TASKS TO PERFORM:
1/ From the article on China's computing power, quote the passage that opens with the words containing "08/28 2025 450" and closes with "low as 10%.".
2/ Translate this sentence from the article on China's computing power into Spanish: "The intensive training of large AI models has transformed computing power into a scarce resource in the AI era, akin to oil."
3/ For each statement, answer yes or no according to the article on China's computing power, and quote the words that decide it. (a) China's computing power scale reached 246 EFLOPS as of September 2024. (b) Rack rates measure whether equipment is actively performing computational tasks for business purposes. (c) A report by the China Academy of Information and Communications Technology puts the overall utilization rate of computing power in launched smart computing centers at 45%.

DOCUMENT SEGMENT:
==============================
How Can China's Computing Power Flow Effortlessly, Like Water and Electricity?

08/28 2025 450

The intensive training of large AI models has transformed computing power into a scarce resource in the AI era, akin to oil.

Between 2023 and 2024, smart computing centers emerged as the flagship theme of "new infrastructure." Data indicates that as of September 2024, China's computing power scale reached 246 EFLOPS, with smart computing power increasing by over 65% year-on-year. Across various industries, there were over 13,000 computing power application projects. However, in stark contrast to the booming construction of smart computing centers, their operational status this year is concerning, with an average cabinet utilization rate of only 20% to 30%, and some enterprise-level centers even dipping as low as 10%.

This quantitative surge has not been accompanied by a corresponding qualitative leap. To address the embarrassing state of China's computing power implementation, Semiconductor Industry Insights interviewed Zhang Shuai, Ecosystem Director of WQXQ, to delve into WQXQ's groundbreaking ideas and practical pathways to resolve this dilemma.

01

Abundant Computing Power, Yet Underutilized

To gauge the utilization of computing power in smart computing centers, rack rates and utilization rates serve as key indicators. Rack rates focus on whether equipment is installed, racked, and powered on, while utilization rates emphasize whether the equipment is actively performing computational tasks for business purposes. According to a report by the China Academy of Information and Communications Technology, the overall utilization rate of computing power in launched smart computing centers nationwide stands at only 32%.
==============================
DATASET EXCERPTS:
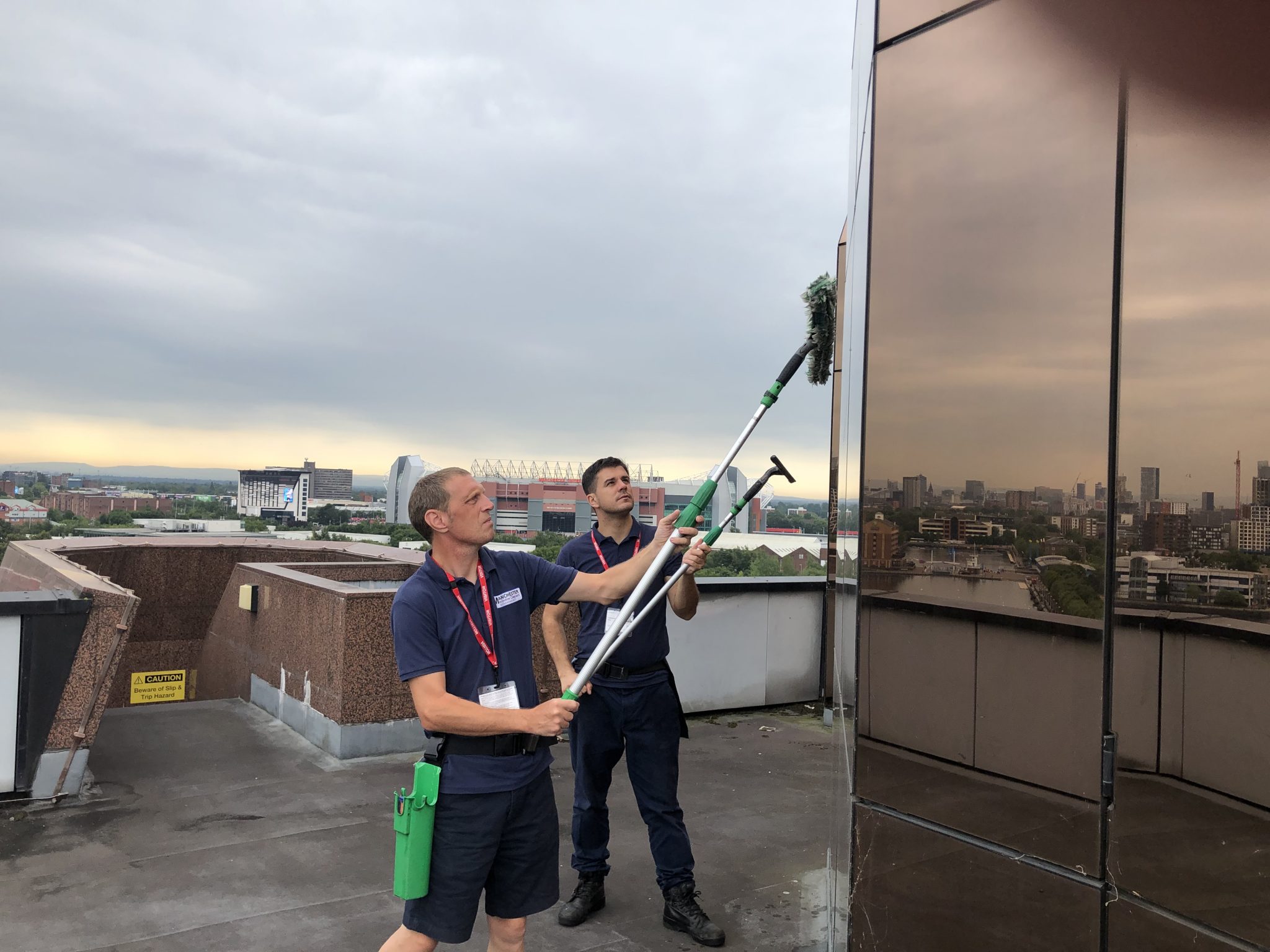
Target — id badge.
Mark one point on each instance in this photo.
(611, 616)
(502, 696)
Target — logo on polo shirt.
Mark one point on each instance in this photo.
(506, 598)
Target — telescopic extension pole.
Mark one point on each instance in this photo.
(776, 470)
(687, 518)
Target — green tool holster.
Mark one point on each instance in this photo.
(413, 816)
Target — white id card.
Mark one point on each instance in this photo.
(611, 616)
(500, 696)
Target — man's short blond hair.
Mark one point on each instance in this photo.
(431, 493)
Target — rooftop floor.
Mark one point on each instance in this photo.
(215, 828)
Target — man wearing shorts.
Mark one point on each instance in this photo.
(461, 635)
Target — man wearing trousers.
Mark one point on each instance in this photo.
(630, 706)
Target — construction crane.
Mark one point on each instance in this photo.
(1238, 489)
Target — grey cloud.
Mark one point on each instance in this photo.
(220, 207)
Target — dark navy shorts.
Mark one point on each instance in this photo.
(507, 844)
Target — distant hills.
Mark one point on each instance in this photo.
(162, 472)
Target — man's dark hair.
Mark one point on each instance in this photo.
==============================
ANSWERS BELOW:
1/
08/28 2025 450

The intensive training of large AI models has transformed computing power into a scarce resource in the AI era, akin to oil.

Between 2023 and 2024, smart computing centers emerged as the flagship theme of "new infrastructure." Data indicates that as of September 2024, China's computing power scale reached 246 EFLOPS, with smart computing power increasing by over 65% year-on-year. Across various industries, there were over 13,000 computing power application projects. However, in stark contrast to the booming construction of smart computing centers, their operational status this year is concerning, with an average cabinet utilization rate of only 20% to 30%, and some enterprise-level centers even dipping as low as 10%.

2/ El entrenamiento intensivo de grandes modelos de IA ha convertido la potencia de cómputo en un recurso escaso en la era de la IA, similar al petróleo.

3/
(a) Yes: "as of September 2024, China's computing power scale reached 246 EFLOPS"
(b) No: "Rack rates focus on whether equipment is installed, racked, and powered on"
(c) No: "the overall utilization rate of computing power in launched smart computing centers nationwide stands at only 32%"